(WHAT THE EXERCISE ASKS): Copy out exactly every line from the line containing "Would you mind annotating the beige lamp" until the records below end, inclusive of both boundary lines.

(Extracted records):
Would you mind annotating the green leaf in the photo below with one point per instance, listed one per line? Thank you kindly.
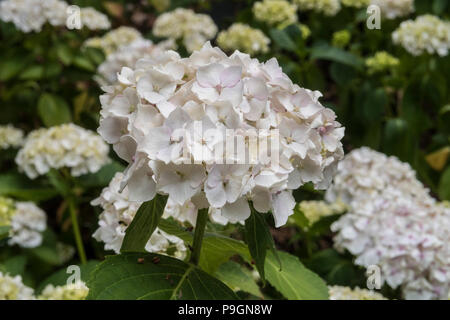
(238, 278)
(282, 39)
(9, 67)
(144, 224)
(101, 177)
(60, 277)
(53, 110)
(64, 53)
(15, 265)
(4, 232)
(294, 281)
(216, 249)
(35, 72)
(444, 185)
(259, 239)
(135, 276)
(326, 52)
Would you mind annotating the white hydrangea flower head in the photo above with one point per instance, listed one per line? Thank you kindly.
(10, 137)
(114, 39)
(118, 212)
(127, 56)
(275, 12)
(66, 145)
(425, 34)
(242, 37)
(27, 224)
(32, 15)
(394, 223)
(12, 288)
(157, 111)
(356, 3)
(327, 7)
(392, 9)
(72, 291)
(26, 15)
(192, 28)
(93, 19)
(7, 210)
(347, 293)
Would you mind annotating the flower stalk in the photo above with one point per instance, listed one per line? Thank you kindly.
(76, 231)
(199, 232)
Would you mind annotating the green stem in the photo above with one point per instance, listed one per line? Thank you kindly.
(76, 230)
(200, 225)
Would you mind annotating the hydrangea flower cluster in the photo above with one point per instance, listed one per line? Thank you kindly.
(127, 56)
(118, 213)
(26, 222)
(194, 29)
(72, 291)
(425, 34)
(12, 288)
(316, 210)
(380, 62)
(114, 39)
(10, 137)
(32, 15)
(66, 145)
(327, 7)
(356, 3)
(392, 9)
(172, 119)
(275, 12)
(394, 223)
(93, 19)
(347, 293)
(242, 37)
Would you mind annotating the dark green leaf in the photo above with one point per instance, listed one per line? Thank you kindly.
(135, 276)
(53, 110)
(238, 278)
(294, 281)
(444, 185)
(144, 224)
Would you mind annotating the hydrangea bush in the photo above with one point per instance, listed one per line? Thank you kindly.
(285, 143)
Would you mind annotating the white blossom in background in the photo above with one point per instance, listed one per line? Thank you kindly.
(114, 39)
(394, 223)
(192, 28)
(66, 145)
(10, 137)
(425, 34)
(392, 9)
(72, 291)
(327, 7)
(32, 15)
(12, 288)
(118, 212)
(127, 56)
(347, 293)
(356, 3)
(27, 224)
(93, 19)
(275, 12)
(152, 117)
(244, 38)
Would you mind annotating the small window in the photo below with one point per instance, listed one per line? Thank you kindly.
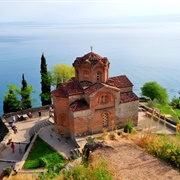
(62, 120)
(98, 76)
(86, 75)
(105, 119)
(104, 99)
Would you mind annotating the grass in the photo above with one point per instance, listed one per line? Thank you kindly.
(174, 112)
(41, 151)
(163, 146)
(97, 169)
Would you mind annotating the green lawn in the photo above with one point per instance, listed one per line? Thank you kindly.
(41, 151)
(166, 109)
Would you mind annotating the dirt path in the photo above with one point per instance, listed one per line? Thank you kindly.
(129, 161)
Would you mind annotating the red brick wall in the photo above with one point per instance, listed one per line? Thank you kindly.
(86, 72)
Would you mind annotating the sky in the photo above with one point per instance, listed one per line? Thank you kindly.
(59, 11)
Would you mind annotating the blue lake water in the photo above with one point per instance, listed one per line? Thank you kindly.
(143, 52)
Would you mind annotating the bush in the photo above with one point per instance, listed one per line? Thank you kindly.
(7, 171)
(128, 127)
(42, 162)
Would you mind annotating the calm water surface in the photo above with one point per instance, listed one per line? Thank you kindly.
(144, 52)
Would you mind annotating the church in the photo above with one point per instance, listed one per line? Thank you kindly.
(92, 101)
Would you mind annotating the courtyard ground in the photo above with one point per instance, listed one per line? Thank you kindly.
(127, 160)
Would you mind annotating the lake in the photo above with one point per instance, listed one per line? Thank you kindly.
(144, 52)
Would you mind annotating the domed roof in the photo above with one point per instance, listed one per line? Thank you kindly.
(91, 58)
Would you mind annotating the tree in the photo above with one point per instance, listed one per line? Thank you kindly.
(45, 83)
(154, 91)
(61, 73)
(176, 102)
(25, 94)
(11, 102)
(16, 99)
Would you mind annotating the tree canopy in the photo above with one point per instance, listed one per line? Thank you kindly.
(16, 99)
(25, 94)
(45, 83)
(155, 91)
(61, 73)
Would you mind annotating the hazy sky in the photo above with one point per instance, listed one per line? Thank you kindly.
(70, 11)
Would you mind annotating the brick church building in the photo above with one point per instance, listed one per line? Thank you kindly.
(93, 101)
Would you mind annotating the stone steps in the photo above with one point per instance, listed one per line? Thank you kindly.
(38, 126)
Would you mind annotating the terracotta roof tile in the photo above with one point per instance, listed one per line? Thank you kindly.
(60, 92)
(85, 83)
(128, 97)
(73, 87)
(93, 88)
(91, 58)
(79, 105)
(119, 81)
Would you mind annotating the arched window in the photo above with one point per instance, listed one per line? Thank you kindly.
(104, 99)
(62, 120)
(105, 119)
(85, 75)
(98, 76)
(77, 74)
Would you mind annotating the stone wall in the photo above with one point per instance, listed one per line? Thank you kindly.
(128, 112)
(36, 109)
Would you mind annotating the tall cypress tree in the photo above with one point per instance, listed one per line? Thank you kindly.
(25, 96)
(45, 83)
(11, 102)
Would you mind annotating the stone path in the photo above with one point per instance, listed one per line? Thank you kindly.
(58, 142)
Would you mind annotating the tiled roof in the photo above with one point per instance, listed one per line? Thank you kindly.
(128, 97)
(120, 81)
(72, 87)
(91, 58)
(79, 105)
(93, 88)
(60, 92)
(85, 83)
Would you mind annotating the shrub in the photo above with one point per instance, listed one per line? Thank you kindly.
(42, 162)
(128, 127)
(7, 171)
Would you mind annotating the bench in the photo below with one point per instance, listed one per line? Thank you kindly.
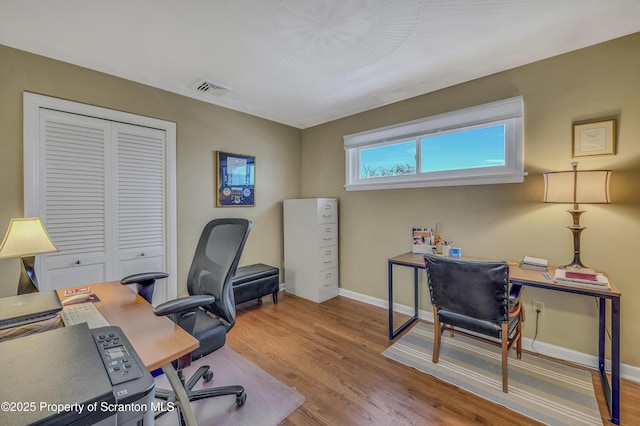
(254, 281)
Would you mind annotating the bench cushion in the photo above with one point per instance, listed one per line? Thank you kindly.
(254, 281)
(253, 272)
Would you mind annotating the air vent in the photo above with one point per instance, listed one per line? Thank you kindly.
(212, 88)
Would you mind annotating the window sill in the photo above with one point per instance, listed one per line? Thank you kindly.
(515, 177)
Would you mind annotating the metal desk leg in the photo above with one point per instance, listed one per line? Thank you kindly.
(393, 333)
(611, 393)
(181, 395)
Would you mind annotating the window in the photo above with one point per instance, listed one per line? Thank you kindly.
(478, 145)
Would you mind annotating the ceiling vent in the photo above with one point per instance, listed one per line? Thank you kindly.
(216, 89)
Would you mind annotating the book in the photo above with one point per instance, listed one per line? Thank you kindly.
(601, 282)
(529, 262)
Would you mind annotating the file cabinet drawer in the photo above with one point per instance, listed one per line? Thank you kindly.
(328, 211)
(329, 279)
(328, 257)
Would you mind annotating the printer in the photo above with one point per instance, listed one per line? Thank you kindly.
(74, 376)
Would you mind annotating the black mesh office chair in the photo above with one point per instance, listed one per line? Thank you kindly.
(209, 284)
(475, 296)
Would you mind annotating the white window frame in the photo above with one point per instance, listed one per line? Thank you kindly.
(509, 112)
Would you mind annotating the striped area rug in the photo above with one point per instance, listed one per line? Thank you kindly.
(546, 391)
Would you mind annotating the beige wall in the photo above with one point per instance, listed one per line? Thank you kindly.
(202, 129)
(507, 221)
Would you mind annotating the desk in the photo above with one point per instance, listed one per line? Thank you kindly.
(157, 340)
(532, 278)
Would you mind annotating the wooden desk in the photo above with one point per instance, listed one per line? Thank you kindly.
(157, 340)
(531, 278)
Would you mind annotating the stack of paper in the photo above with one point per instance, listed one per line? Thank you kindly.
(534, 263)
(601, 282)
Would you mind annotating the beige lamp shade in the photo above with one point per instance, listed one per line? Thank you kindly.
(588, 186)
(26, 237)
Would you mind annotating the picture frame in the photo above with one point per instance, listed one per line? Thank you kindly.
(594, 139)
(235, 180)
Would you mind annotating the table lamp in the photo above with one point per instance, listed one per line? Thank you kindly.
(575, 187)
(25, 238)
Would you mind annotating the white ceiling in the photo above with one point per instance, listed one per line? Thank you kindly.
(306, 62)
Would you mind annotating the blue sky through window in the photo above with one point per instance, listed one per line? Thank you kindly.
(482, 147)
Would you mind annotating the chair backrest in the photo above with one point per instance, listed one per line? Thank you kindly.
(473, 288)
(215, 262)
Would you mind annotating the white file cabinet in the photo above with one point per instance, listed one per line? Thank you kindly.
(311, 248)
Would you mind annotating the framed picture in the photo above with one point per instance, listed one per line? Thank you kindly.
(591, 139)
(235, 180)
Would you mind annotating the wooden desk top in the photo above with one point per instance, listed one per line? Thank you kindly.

(EXERCISE ANSWER):
Would you mind annotating the beige lamp shade in the photo above with one point per instance, listed one per line? Thank you kindly.
(588, 186)
(26, 237)
Would you mind annotating the picture frame in the photo above with one point per instance, listed one per line? Thank you kindly.
(594, 139)
(235, 180)
Would you mind annotating the table lamp in the photo above with one point per instance, listed one per line? Thank you kindly.
(575, 187)
(25, 238)
Would you mind annotating the white ceiling in the photo above with one point per instance, listed one per line? Thank you kindly.
(306, 62)
Would you mind annotating the blue sky through window in the photo above with one point per instance, listed one per line? Thank you kindly.
(482, 147)
Would you mind annotating the chair backrest in the photo above with one point per instance, listed one per line? Thank you kindly.
(473, 288)
(215, 262)
Would you mind annotating the white file cabinet in the photo above with one point per instance, listed one per line? Thank you kindly.
(311, 248)
Would you mind annotating the framed picture in the photo above with one point per instance, listed one per line? Thank you kindly.
(591, 139)
(235, 180)
Would you mind annotating the wooden desk top in the photo above with one point per instance, listed one per line? Thank you kindly.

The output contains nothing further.